* **Consigne 1**: D'après l'extrait, quel prix Nicolas Rey a-t-il obtenu en 2000, et pour quel roman ?

La beauté du geste, Nicolas Rey

Auteur: Nicolas Rey
Titre Original: La beauté du geste
Date de Parution : 24 octobre 2013
Éditeur : Au Diable Vauvert
Prix : 15,00€ 14,25€

Quatrième de couverture : «Qu'importe la tenue, pourvu d'avoir le geste. Le geste, c'est autre chose. La beauté du geste. À savoir, l'inverse de la perfection.»

De 2000 à 2013, de Zurban à France Inter, cinquante chroniques pleines de fantaisies, d'impertinence et de liberté. Les portraits irrésistibles de Catherine Deneuve, Isabelle Adjani, Vladimir Nabokov, Joey Starr, Marcel Proust et de bien d'autres personnalités.
Des événements, petits et grands, réels ou imaginaires, qui ont marqué la décennie passée...

Né à Évreux en 1973, Nicolas Rey, est l'auteur de sept livres, en particulier Un léger passage à vide (Au diable vauvert) vendu à plus de 100.000 exemplaires. Prix de Flore en l'an 2000 pour son second roman Mémoire courte, il s'est depuis affirmé comme l'un des stylistes les plus doués de sa génération. Ses romans sont réédités en poche chez J'ai lu, et trois sont en cours d'adaptation cinématographique. Chroniqueur brillant et charismatique, il a participé à de nombreuses émissions radio et télévisées et collabore à de nombreux magazines. Il est depuis 2009 chroniqueur sur France Inter dans l'émission Comme on nous parle de Pascale Clark.

* **Consigne 2**: Relevez toutes les lignes des enregistrements où figure le mot « grass », en respectant la casse.

Extraits du jeu de données d'annotation de localisation:
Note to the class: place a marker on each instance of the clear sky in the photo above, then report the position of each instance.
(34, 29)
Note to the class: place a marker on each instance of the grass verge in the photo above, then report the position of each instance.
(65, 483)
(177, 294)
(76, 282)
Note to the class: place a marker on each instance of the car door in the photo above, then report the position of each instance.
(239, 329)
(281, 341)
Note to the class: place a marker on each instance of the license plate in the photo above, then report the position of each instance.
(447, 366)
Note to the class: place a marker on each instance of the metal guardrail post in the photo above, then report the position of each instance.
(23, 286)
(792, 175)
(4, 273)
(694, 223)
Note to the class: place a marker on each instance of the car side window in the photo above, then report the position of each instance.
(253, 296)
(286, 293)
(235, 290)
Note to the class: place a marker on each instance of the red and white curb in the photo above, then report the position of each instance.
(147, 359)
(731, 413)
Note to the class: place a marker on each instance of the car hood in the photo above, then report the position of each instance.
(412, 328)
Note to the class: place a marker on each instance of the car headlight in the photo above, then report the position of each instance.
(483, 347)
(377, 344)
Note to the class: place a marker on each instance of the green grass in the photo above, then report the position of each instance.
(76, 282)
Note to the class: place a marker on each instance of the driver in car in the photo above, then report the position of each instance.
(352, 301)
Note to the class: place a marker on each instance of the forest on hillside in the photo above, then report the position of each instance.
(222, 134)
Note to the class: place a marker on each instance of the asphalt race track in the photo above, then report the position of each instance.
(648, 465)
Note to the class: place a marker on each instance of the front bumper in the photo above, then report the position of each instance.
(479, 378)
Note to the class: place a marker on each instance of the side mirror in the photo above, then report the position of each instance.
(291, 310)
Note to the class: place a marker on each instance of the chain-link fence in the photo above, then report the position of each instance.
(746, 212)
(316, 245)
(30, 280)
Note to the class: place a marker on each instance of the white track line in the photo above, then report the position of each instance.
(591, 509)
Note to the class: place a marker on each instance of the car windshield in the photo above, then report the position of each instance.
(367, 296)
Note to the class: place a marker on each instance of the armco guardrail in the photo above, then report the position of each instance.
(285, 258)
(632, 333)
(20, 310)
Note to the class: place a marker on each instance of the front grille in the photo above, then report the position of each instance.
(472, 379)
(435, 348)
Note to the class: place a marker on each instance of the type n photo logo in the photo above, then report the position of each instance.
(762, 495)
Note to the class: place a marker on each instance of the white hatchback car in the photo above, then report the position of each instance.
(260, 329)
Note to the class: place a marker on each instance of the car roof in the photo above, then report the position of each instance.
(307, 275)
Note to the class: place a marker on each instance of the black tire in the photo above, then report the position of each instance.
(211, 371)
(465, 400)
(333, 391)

* **Réponse attendue 1**: Le prix de Flore, pour son second roman Mémoire courte.

* **Réponse attendue 2**:
Note to the class: place a marker on each instance of the grass verge in the photo above, then report the position of each instance.
Note to the class: place a marker on each instance of the green grass in the photo above, then report the position of each instance.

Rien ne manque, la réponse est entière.